## Start Supplied text
So, in conclusion, except for the sign error I'm hoping someone will spot for me, we have

$$\boxed{ \ell ^{-1} \{ F(P)\} = e^{-2t}\left( -\cos{3t} +\sin{3t}\right) }$$​

 

[fabsuk]

I will spot you,
It should be -cos and i now see how you bracket things

Does anybody know about step functions with laplace as again I am lost

let LT of the function g(t) is L(G) = G(p).
Calculate the Lt of the function

f(t)= g(t-a) t>a>0
0, t<a

Help me get started i can't find any other examples like it.PLEASE

 

[benorin]

PF resources for learning LaTeX Math Typesetting

This thread will help: PF's Introducing LaTeX Math Typesetting

An extremely useful excerpt:

A pdf file of the most useful LaTeX commands, symbols, and constructs is provided here:

https://www.physicsforums.com/misc/howtolatex.pdf

More symbol reference:

http://amath.colorado.edu/documentation/LaTeX/Symbols.pdf

A bit more information on the amsmath package is available here:

http://www.cds.caltech.edu/~dunbar/docs/amsldoc.pdf

 

[benorin]

Do you mean:

for $$g(t):=\left\{\begin{array}{cc}0,&\mbox{ if }t\leq 0\\1, & \mbox{ if } t>0\end{array}\right.$$

put $$f(t)=g(t-a)=\left\{\begin{array}{cc}0,&\mbox{ if }t\leq a\\1, & \mbox{ if } t>a\end{array}\right.$$ ?
## End Supplied text
Requests:
**1.** In the Laplace transform thread, what does the PDF hosted on physicsforums.com provide?
**2.** Carry on the Laplace transform thread from its last line.
The material that comes next is separate from the Laplace transform thread.
## Start Provided records
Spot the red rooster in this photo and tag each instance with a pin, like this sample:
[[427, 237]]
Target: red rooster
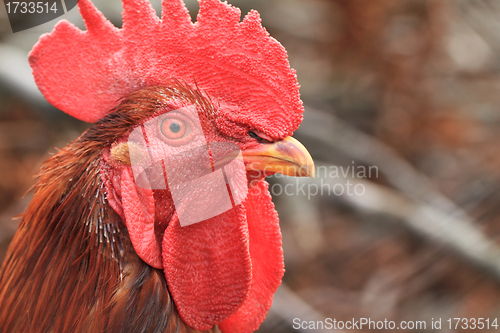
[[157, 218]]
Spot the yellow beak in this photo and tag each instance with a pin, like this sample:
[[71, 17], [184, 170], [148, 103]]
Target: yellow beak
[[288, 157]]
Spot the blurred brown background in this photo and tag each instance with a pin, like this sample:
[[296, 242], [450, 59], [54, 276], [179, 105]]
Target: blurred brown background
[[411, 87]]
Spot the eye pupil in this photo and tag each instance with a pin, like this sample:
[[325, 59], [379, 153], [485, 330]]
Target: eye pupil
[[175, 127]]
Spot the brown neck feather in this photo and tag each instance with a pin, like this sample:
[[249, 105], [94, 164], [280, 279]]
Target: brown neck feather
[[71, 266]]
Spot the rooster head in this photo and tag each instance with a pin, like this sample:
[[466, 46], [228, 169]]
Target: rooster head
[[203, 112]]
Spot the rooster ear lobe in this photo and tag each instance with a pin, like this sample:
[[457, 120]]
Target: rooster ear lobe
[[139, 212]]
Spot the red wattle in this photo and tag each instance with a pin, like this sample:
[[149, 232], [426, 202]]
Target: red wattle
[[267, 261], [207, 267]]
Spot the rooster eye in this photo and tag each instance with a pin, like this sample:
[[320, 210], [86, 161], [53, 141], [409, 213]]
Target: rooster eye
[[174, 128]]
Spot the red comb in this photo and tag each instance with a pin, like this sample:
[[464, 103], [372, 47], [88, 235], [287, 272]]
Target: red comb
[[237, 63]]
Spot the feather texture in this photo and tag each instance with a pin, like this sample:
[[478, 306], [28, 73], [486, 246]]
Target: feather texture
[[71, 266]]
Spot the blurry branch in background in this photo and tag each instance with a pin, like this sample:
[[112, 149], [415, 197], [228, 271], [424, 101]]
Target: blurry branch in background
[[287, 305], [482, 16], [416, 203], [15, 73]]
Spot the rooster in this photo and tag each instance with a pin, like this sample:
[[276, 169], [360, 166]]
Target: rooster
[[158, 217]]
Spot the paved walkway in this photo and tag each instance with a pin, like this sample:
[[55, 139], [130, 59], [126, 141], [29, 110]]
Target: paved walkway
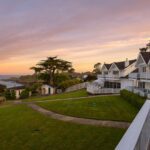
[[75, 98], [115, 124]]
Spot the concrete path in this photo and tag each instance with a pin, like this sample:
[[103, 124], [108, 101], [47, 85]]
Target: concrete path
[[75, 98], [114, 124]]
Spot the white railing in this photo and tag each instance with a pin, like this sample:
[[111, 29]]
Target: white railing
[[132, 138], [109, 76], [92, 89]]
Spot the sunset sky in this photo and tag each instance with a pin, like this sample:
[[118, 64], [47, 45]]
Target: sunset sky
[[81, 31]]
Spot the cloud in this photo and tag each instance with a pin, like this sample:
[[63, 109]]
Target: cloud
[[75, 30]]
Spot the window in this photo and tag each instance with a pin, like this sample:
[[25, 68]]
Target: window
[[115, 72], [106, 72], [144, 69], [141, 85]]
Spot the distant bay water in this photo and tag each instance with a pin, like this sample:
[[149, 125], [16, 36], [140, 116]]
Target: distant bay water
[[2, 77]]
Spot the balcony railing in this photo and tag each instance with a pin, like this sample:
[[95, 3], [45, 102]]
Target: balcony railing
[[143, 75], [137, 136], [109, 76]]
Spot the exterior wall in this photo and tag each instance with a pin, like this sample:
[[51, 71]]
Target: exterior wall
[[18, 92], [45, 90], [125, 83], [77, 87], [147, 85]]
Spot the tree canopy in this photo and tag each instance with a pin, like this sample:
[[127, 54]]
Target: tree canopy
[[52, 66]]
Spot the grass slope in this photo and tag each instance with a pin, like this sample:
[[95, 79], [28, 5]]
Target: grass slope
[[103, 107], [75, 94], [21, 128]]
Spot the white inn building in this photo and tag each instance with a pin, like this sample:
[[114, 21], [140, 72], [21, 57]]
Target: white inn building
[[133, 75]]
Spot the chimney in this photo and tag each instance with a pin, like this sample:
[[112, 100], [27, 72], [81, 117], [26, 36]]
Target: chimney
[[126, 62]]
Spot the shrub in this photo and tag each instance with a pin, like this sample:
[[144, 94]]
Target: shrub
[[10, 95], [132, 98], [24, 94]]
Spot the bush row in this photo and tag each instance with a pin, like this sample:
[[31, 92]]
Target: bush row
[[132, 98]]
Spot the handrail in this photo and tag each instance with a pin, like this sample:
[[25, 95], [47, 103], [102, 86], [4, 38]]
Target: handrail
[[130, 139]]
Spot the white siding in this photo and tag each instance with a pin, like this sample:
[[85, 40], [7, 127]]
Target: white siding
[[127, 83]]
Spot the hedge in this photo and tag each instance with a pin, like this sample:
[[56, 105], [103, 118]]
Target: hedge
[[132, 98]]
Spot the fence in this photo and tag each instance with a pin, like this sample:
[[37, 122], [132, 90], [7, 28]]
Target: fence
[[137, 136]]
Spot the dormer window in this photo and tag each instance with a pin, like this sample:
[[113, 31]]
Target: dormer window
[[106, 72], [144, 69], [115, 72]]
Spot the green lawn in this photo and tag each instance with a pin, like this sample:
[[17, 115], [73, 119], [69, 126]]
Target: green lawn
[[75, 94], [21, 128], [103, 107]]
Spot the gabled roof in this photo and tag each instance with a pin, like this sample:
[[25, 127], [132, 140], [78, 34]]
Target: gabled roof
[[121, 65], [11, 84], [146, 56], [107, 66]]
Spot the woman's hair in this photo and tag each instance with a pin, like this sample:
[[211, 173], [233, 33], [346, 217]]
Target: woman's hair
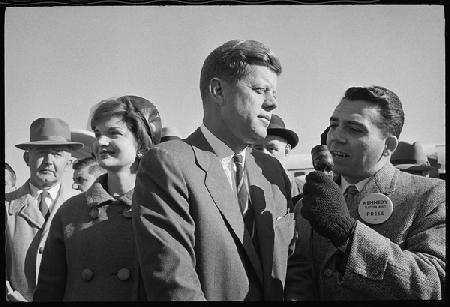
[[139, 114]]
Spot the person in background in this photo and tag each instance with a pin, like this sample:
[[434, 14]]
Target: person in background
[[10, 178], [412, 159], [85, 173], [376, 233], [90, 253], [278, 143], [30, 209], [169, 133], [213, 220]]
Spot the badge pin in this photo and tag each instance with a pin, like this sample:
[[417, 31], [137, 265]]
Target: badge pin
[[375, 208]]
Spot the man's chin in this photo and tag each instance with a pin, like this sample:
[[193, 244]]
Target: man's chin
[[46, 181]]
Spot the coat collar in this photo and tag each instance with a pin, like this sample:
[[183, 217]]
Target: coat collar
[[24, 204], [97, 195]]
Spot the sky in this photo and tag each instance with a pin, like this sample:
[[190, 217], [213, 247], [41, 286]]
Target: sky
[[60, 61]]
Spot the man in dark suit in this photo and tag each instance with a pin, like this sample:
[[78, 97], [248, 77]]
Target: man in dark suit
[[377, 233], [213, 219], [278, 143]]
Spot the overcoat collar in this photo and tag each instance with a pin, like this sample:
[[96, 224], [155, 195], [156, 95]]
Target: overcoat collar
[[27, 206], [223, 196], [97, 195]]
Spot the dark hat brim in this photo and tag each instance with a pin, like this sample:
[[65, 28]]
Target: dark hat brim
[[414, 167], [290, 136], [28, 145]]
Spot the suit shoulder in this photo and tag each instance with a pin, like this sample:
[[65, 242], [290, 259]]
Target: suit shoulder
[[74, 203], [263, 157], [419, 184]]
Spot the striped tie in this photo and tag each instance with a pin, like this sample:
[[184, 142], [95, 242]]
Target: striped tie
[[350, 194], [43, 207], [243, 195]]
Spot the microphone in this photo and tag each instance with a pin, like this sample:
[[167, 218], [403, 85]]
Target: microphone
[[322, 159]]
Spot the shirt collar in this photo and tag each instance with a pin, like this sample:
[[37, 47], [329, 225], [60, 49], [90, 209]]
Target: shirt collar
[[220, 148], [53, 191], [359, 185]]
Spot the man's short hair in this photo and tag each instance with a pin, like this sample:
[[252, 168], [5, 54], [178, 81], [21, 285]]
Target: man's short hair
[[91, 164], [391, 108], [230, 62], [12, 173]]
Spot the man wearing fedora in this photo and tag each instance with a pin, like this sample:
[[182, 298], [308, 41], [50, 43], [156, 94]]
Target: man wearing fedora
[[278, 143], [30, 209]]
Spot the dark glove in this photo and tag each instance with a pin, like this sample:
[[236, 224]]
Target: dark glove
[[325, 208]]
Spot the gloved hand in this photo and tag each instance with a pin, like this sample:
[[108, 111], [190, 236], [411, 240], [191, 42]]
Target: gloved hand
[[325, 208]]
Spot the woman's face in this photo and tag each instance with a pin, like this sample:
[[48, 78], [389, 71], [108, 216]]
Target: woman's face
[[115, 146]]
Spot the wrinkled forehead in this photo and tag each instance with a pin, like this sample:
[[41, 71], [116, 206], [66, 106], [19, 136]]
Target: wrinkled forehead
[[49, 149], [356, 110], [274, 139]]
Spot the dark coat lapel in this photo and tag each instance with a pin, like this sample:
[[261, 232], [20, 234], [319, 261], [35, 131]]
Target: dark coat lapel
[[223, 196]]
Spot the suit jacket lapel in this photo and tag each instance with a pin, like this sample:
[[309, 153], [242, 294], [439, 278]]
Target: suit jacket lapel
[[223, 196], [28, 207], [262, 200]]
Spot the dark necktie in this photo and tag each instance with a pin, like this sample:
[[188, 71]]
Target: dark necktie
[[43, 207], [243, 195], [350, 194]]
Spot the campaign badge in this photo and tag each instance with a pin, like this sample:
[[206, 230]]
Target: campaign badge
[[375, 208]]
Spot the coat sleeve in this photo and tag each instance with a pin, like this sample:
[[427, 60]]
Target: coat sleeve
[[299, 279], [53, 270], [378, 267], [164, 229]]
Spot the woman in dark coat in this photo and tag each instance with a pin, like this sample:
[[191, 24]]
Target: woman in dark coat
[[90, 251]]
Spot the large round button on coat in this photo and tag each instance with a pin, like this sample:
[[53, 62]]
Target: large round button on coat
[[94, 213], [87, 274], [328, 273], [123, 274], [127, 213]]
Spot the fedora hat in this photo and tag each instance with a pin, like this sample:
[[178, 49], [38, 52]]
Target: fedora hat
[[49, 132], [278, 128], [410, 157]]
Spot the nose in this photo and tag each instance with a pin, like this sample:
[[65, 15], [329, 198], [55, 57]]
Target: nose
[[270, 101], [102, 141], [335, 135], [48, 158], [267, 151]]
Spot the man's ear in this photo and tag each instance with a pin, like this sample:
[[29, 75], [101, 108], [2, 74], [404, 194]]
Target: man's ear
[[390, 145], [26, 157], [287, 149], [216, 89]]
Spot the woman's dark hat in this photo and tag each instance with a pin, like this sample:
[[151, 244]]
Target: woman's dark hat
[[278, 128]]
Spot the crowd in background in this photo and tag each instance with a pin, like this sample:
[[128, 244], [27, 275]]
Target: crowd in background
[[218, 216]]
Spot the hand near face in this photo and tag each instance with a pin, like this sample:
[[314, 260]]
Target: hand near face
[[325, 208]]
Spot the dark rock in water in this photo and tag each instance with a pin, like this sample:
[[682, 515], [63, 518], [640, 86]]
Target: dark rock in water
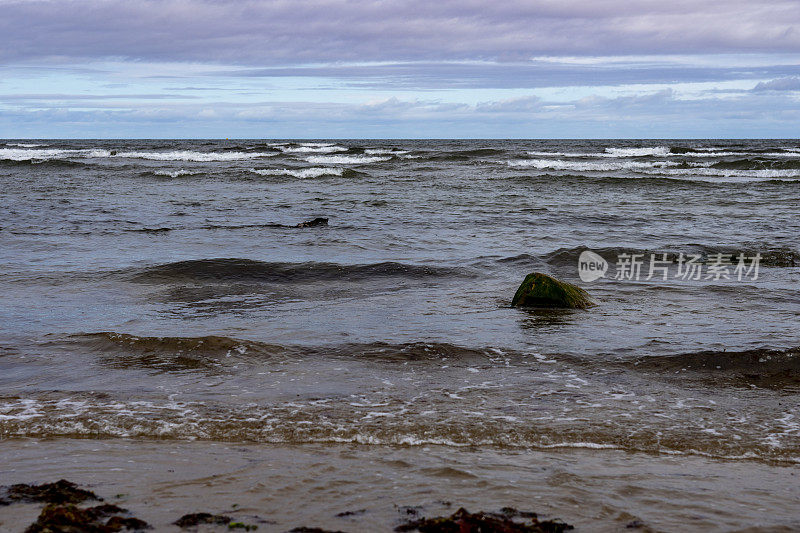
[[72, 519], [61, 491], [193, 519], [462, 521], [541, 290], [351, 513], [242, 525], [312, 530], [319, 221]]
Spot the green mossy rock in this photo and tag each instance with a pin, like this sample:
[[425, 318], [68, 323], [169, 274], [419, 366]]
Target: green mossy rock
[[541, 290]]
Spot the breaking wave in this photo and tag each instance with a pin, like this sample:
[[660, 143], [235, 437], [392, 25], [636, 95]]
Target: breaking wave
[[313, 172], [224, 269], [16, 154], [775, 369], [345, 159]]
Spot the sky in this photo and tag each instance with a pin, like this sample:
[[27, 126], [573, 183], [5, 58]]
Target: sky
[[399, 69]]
## End Provided records
In response:
**1.** It provides the most useful LaTeX commands, symbols, and constructs.

**2.**
BTW, It looks better like this:

$$\mbox{For } g(t):=\left\{\begin{array}{cc}0,&\mbox{ if }t\leq 0\\1, & \mbox{ if } t>0\end{array}\right. \mbox{, put }f(t):=g(t-a)=\left\{\begin{array}{cc}0,&\mbox{ if }t\leq a\\1, & \mbox{ if } t>a\end{array}\right. ?$$

 

[benorin]

If so, here it goes...

For a>0,

$$\mathfrak{L}\{ f(t)\} = \mathfrak{L}\{ g(t-a)\} = e^{-ap}\mathfrak{L}\{ g(t)\}$$

oops, gives up to much.

 

[benorin]

I will spot you,
It should be -cos and i now see how you bracket things

Thanks, I found it and fixed it.